§ Quoted text:
-.-.-
Still the quickest and most effective way to learn - a real person to help and guide you through the process.

Reactions: Like 2 | Agree 1


----------



## rogue zombie

Andre said:


> Still the quickest and most effective way to learn - a real person to help and guide you through the process.



Yip, I just need to see someone experienced do it.

I am getting great flavour, but dry hits when chain vaping. And the Vapour production is not great.

I'll get there... I hope lol



dannler said:


> i think im going to join you ha ha



It's best. There's obviously tricks to getting it just right.


----------



## rogue zombie

The Russian/ Kayfun is a beast though.

Stunningly designed product.

Reactions: Agree 1


----------



## free3dom

r0gue z0mbie said:


> The Russian/ Kayfun is a beast though.
> 
> Stunningly designed product.



Totally agree...the Kayfun sold me on rebuildables. Must get me a Russian soon, and I wanna try the eLeaf Lemo too

Reactions: Like 1


----------



## rogue zombie

free3dom said:


> Totally agree...the Kayfun sold me on rebuildables. Must get me a Russian soon, and I wanna try the eLeaf Lemo too



Ye I'm also quite keen on a Lemo.
Afaik Eleaf make good products, so it should be a winner.


----------



## Matt

Can you remove the centre pin? If so clean that and make sure all the plactic covers are in the right place. I had a original and the white sleeve of the centre pin was to far up. Because of that i had the same problem no flavour. Also push the wick to the side so they dont block the juice channels.


----------



## free3dom

r0gue z0mbie said:


> Ye I'm also quite keen on a Lemo.
> Afaik Eleaf make good products, so it should be a winner.



I agree...and since I have an iStick incoming, I feel I should pair it with a family member


----------



## rogue zombie

Can I just ask here:

If you've filled your tank and you need to get back in there (to fix the wick), what's the best way to empty the tank?


----------



## Gazzacpt

r0gue z0mbie said:


> Can I just ask here:
> 
> If you've filled your tank and you need to get back in there (to fix the wick), what's the best way to empty the tank?


Syringe with a blunt needle. Block the airhole by holding your finger over it unscrew the top of the kayfun, stick the syringe down the side and suck up as much juice as you can.

Reactions: Like 2 | Agree 1


----------



## rogue zombie

"block the airhole"
-.-.-
§ Provided material:
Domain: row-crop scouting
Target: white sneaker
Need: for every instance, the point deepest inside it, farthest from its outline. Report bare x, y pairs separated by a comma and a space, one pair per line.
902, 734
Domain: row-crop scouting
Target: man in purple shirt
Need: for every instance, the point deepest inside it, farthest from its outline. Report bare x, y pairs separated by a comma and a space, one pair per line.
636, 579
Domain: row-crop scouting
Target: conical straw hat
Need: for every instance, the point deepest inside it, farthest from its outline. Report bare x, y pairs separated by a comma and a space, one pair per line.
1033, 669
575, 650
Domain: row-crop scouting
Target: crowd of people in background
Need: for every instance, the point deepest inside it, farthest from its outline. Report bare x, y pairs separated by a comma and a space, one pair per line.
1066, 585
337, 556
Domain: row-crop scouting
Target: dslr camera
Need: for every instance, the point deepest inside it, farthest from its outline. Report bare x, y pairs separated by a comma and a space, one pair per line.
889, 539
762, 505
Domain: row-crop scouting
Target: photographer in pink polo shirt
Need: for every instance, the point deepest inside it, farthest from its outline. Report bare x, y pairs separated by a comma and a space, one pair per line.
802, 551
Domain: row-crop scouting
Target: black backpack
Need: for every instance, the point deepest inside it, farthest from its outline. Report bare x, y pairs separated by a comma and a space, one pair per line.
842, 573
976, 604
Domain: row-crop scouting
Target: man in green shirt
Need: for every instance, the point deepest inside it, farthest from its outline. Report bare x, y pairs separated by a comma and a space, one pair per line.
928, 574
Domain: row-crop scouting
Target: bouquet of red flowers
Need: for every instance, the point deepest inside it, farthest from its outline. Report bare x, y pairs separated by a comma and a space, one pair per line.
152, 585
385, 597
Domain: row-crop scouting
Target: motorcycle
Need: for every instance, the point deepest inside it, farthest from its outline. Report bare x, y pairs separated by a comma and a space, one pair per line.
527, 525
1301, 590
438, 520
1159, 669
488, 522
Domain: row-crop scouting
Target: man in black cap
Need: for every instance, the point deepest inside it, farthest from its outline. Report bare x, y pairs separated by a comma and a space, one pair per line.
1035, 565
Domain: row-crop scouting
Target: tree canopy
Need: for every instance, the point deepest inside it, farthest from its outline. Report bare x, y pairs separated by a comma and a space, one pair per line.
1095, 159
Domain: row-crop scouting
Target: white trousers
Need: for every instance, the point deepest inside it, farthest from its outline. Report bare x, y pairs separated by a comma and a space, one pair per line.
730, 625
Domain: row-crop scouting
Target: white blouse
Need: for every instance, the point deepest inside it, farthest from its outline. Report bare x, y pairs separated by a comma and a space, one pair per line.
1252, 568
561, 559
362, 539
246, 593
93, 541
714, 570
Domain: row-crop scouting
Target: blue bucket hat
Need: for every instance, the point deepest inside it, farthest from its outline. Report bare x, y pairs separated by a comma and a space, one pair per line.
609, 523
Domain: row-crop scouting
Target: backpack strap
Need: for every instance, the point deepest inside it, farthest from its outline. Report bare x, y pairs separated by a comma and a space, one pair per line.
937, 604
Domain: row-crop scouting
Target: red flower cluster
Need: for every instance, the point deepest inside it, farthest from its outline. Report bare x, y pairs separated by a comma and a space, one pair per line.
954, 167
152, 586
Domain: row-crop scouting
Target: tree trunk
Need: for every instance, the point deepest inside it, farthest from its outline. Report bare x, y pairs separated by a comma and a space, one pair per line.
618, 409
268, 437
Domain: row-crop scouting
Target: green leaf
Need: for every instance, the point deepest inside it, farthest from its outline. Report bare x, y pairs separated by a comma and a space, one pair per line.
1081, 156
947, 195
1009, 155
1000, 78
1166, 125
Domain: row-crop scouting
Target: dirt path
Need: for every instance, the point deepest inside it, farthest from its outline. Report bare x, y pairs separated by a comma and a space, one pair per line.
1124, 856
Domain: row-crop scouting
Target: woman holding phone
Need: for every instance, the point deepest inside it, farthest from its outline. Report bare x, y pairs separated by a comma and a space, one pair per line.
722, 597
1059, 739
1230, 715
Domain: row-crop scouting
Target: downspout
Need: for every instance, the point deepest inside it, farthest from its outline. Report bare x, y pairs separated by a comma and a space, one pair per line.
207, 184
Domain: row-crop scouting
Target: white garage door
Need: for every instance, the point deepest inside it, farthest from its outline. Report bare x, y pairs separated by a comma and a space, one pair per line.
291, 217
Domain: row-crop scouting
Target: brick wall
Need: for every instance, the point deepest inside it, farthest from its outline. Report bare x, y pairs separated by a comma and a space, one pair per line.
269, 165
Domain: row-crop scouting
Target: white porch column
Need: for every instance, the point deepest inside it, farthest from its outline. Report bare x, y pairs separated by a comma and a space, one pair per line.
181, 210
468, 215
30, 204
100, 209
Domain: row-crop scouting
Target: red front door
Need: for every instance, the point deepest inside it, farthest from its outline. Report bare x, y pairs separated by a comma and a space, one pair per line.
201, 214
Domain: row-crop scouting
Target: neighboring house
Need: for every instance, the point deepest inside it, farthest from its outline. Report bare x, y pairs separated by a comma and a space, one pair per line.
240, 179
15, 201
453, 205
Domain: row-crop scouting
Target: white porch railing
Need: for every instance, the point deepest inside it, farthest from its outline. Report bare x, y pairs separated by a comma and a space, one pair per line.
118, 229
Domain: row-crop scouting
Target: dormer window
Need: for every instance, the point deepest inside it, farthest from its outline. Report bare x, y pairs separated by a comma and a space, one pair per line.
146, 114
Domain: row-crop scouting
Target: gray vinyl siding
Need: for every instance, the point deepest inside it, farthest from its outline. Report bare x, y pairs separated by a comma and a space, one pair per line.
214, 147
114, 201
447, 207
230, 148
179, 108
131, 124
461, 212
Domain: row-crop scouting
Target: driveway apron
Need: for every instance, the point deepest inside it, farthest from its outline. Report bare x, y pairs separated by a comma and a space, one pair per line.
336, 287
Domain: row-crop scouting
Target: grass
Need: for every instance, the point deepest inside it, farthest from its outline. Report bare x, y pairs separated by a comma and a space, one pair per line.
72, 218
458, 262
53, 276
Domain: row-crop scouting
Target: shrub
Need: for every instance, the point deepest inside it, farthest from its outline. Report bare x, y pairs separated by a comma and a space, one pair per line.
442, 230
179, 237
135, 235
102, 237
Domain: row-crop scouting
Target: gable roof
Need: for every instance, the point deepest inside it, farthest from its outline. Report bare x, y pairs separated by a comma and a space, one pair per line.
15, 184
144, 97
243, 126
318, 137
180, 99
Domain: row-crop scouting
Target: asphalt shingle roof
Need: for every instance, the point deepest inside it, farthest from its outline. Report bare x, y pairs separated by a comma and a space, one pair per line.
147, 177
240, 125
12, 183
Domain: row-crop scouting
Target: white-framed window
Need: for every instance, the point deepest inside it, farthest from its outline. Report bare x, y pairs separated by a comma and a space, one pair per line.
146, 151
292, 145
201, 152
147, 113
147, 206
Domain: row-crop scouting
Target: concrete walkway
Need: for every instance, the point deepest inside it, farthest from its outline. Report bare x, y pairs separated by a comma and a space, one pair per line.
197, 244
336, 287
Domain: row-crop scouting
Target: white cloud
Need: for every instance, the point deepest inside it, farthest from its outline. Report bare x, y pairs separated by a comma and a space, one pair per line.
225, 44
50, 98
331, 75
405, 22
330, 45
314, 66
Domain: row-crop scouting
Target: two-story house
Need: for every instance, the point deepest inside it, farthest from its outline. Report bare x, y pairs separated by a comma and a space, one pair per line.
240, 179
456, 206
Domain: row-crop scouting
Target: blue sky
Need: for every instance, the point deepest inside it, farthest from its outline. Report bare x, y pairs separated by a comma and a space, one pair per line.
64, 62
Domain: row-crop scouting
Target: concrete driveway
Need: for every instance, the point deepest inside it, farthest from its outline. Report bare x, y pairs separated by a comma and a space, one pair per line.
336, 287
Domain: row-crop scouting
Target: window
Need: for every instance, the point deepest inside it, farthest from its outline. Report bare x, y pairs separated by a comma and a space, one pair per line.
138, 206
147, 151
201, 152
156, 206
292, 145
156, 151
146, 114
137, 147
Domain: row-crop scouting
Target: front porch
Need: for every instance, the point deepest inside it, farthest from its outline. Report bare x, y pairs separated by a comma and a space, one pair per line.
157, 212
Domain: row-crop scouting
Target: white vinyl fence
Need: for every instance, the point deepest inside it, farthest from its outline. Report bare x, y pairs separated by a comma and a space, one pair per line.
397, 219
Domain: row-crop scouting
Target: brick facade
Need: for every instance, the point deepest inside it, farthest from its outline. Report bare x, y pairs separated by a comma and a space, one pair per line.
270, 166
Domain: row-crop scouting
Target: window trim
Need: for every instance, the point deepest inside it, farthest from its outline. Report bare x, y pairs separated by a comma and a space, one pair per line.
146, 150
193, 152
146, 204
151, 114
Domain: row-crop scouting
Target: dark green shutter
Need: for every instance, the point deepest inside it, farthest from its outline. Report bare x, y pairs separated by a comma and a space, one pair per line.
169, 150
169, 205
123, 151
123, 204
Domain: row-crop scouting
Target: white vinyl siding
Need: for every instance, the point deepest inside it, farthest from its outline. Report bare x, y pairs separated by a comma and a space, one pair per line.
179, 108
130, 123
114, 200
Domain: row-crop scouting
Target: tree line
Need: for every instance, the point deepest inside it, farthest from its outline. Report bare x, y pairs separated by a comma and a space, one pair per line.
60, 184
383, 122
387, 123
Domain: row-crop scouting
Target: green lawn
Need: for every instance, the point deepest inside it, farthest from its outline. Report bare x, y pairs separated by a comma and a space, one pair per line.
-.-.-
§ Instruction 1: List each line of the entries above that contains the word "driveway".
§ Instruction 2: Carry on the forum thread about the Kayfun tank from the point where it stops.

§ Right answer 1:
Target: driveway apron
Target: concrete driveway

§ Right answer 2:
That's where I went wrong


----------



## rogue zombie

@dannler theses pics helped me http://m.imgur.com/a/zeCJY

It seems to work for me. It's more cotton than I had used before. But I'm getting more flavour, Vapour and so far no dry hits.
Before I always read to not use too much cotton. Now the coil is pretty surrounded, juice channels clear... And it's working.


----------



## rogue zombie

Hello Purple Alien, my my... you taste so good.

The Russian went from Putin to Kournikova

Reactions: Funny 1


----------



## Andre

Here are some more to look at:http://vapercoils.com/tag/russian-91-coil-builds

Reactions: Like 1 | Thanks 1


----------



## rogue zombie

Andre said:


> Here are some more to look at:http://vapercoils.com/tag/russian-91-coil-builds



Ooh nice, thank you.

Now I just need some longer nose thin tweezers. Mine are a bit thick to get in there and fiddle.


----------



## Riaz

r0gue z0mbie said:


> @dannler theses pics helped me http://m.imgur.com/a/zeCJY
> 
> It seems to work for me. It's more cotton than I had used before. But I'm getting more flavour, Vapour and so far no dry hits.
> Before I always read to not use too much cotton. Now the coil is pretty surrounded, juice channels clear... And it's working.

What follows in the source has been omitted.